Selection:
# Update! w/Pics: 2.5gal Office Pico



## chicken (Aug 22, 2007)

I've only tried to grow HC in high light, so I don't know how well it would do with only 9 watts. I have a feeling that might not be enough light.

It grew beautifully for me in a 2.5g under 26 watts of PC lighting (catalina fixture), with Amazonia substrate, diy co2 (and Excel too for awhile, too), and light dosing 2x weekly with Seachem ferts.

Also, I think the tank might look better if that rock in the front were moved a bit to the right. Something about it being smack dab in the center doesn't look quite right to me.


----------



## tetrabettaguy97 (Oct 3, 2010)

Is it at all possible to grow HC in high light conditions using fertilizers, but no CO2?


----------



## GitMoe (Aug 30, 2010)

In low light with the right nutrients I grow HC but it strings out tall and won't carpet. I use it as a micro stem plant really....

Required task: Translate into Spanish this sentence from the aquarium forum thread above: "I've only tried to grow HC in high light, so I don't know how well it would do with only 9 watts."

Recorded data:
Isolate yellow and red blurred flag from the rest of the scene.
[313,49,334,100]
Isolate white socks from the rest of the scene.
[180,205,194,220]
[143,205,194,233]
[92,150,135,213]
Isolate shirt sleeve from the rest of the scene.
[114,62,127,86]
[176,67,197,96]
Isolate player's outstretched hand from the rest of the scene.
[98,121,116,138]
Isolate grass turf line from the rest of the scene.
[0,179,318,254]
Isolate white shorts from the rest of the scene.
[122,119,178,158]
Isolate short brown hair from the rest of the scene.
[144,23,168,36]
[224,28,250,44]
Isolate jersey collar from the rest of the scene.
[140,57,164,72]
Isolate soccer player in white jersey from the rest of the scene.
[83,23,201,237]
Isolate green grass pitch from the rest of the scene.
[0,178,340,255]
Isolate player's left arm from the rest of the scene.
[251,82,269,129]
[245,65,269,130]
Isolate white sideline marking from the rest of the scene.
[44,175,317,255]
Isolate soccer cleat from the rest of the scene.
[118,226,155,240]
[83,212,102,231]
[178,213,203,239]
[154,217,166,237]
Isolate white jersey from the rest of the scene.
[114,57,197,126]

Correct response: Solo he intentado cultivar HC con luz intensa, así que no sé qué tan bien le iría con solo 9 vatios.